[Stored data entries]
###

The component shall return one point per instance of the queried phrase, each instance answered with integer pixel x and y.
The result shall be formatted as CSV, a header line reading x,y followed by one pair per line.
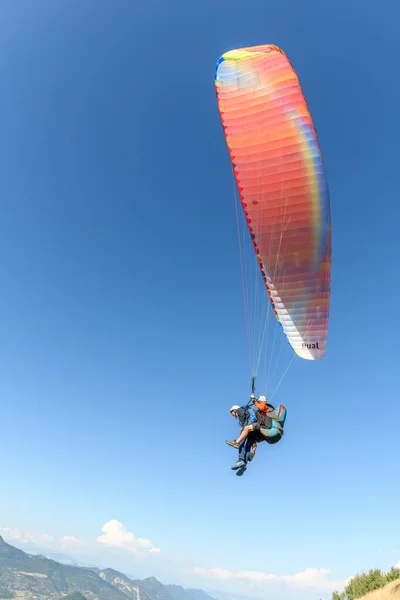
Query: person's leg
x,y
242,457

###

ABOUT THIS EXERCISE
If a line in the data above holds the string "shall", report that line.

SOLUTION FOR THIS EXERCISE
The component shall return one point per instance of the queried phrase, each instance answered with integer pixel x and y.
The result shall be formatted as CSV, a header line reading x,y followed by one pair per line.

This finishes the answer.